(GIVEN INSTRUCTION 1)
Using the comics interview below, decide whether each statement agrees with it: (a) the interviewee finds adapting other people's work into a comic exciting; (b) for a long story, the interviewee keeps forging ahead without making a plan; (c) the anthology the interviewee is working on now has no theme. Answer each with yes or no and quote the deciding words exactly.
(GIVEN INSTRUCTION 2)
Reproduce word for word the passage of the comics interview below, starting with "I don’t know" and going on through "of them together?".

I became familiar with your work through the first Sonatina Comics anthology. Does the proximity to other people’s work in an anthology like that affect the content of your work?

A little bit. I’m actually just starting a piece that’s for an anthology, and I feel like I have a different approach in terms of experimenting. It’s not as high stakes as trying to put out a full book, or even self-publishing something. All I have to do is provide these files, and then it’s out of my hands. I mean, it’s always exciting to know who else is in it, because then you get an idea of the type of comics that will be around. The [anthology] I’m doing right now has a general theme to it, and it’s fun to keep that in mind—to imagine what type of imagery to start with. Usually it’s a much more fluid type of creation. I don’t have a lot to worry about. I just see what happens.

Would you ever consider directly collaborating with someone on a comic? Like having someone else do half of the drawings or writing, or something like that?

I don’t know if I could handle that. I’m pretty controlling with images, at least. [Collaboration] is not something I could imagine happening, really. I have done a little bit of adapting other people’s work into a comic. That’s something that I find really exciting and cool because you’re working with someone who doesn’t have the same vision of it, or visuals associated with it. Whereas if you’re working with another visual artist, they’ll always have a certain design aesthetic that would be harder to compromise with—or at least I’d be harder to compromise with.

Do you come up with the words after the visuals, or do you think of them together?

It’s pretty different for every story I’ve done. It depends on what I’m trying to do. If I’m trying to do a long story, as it starts to develop I make an actual plan, or else it’s kind of scary to just keep forging ahead. For shorter work, it’s pretty much simultaneously constructed. I see where the visuals start to lead and create narrative and dialogue within that. It’s really open.

Your comics often play with negative space. I was wondering when you started doing that, or if there was any other work that inspired you to do that?

[Records of labeled regions]
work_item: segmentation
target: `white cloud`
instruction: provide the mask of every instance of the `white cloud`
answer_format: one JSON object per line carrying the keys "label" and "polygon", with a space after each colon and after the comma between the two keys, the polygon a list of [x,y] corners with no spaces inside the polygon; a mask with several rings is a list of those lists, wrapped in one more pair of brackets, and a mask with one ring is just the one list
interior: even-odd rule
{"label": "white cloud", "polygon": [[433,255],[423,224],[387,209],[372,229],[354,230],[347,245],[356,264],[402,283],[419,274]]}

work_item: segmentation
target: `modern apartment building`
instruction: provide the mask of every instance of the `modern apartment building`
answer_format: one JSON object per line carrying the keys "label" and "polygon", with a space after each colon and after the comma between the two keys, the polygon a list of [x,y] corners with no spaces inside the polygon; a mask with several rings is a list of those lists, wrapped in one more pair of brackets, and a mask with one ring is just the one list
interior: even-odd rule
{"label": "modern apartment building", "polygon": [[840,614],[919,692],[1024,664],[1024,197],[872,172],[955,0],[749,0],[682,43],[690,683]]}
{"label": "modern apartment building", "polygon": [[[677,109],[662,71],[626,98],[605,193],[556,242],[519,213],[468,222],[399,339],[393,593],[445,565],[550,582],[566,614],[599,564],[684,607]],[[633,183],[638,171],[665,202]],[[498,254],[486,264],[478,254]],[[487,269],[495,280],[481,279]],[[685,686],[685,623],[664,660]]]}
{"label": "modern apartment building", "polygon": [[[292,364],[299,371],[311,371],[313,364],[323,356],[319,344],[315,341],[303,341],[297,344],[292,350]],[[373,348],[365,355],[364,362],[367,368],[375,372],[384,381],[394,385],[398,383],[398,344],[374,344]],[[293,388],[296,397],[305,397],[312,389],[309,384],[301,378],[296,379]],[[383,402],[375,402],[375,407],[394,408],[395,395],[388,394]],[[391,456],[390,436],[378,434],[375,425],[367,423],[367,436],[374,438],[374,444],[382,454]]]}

(EXERCISE RESPONSE 1)
(a) Yes: "That’s something that I find really exciting and cool"
(b) No: "If I’m trying to do a long story, as it starts to develop I make an actual plan"
(c) No: "The [anthology] I’m doing right now has a general theme to it"

(EXERCISE RESPONSE 2)
I don’t know if I could handle that. I’m pretty controlling with images, at least. [Collaboration] is not something I could imagine happening, really. I have done a little bit of adapting other people’s work into a comic. That’s something that I find really exciting and cool because you’re working with someone who doesn’t have the same vision of it, or visuals associated with it. Whereas if you’re working with another visual artist, they’ll always have a certain design aesthetic that would be harder to compromise with—or at least I’d be harder to compromise with.

Do you come up with the words after the visuals, or do you think of them together?